Reproduce everything in the records from the line containing "of the side" down through the end of the records.

-*-

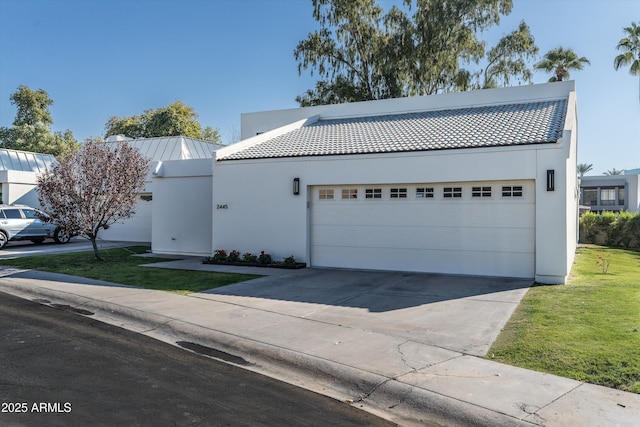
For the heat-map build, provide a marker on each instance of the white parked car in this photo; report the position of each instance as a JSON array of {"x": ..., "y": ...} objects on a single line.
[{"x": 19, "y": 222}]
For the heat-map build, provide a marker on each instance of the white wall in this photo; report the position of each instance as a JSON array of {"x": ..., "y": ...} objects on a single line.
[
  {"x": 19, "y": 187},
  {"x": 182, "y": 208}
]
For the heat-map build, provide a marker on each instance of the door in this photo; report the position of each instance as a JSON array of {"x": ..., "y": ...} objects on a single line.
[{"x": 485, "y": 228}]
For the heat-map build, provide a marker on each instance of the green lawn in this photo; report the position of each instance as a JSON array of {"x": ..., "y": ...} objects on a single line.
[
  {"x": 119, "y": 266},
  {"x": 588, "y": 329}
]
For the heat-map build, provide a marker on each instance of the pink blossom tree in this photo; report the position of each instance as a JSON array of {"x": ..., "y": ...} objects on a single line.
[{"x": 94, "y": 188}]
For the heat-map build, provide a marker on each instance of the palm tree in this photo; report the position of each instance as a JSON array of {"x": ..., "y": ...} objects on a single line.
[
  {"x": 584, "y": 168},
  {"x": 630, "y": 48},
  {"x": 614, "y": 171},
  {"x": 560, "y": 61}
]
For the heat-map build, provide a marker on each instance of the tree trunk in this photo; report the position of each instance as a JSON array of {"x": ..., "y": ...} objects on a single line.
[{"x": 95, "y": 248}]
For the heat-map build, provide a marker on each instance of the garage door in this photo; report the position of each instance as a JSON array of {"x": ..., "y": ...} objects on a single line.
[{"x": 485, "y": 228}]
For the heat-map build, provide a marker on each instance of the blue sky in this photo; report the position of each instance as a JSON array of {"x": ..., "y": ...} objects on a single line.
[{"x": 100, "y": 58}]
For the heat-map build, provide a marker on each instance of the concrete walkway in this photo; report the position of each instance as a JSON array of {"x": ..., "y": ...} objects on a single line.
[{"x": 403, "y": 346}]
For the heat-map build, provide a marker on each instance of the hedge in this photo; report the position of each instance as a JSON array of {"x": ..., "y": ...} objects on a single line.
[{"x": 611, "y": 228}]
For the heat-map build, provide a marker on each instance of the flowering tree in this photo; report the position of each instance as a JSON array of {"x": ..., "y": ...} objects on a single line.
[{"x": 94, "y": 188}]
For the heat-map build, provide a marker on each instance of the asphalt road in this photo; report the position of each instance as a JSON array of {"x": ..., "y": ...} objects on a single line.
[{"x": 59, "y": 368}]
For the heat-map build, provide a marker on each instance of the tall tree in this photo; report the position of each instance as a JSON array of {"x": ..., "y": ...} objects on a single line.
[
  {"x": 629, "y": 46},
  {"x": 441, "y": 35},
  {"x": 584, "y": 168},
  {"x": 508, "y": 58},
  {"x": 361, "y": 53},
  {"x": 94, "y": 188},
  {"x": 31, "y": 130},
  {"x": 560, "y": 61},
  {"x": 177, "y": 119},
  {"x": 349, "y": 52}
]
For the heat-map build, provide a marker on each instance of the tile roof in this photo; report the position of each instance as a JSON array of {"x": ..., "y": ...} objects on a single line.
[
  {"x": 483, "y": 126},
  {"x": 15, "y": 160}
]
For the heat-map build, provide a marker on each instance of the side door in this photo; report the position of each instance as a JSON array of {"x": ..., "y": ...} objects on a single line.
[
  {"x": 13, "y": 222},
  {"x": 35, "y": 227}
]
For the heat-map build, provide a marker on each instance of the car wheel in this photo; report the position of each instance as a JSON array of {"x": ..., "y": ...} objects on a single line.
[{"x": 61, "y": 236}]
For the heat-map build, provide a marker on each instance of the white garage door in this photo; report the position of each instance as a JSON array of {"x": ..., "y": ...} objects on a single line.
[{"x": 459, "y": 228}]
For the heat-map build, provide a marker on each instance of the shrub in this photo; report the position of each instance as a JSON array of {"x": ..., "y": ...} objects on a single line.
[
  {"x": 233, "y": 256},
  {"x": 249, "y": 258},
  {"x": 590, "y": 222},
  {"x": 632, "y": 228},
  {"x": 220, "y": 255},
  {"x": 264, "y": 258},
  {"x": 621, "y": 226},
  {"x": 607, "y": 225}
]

-*-

→ Exercise output
For the heat-map build, provide a marker on each instance of the side door in this photo; report the position of each instance as a JSON array of {"x": ..., "y": ...} objects on a single line.
[
  {"x": 13, "y": 222},
  {"x": 35, "y": 227}
]
For the heat-map build, provide a marker on each instance of the car wheel in this photo; report the position of each instance as a JSON array of {"x": ..., "y": ...} objects on a single line.
[{"x": 61, "y": 236}]
For the heat-map build, provide a marker on each instance of the white garage door in this photo; report the position of each instance as a JSON array of {"x": ..., "y": ...} objects on a single line.
[{"x": 459, "y": 228}]
For the heat-map build, provide a marker on each instance of the shrub in this photo; report the position of each instance as a JSON array of {"x": ..., "y": ...} objects on a single line.
[
  {"x": 233, "y": 256},
  {"x": 249, "y": 258},
  {"x": 590, "y": 222},
  {"x": 632, "y": 228},
  {"x": 220, "y": 255},
  {"x": 264, "y": 258},
  {"x": 621, "y": 226},
  {"x": 607, "y": 225}
]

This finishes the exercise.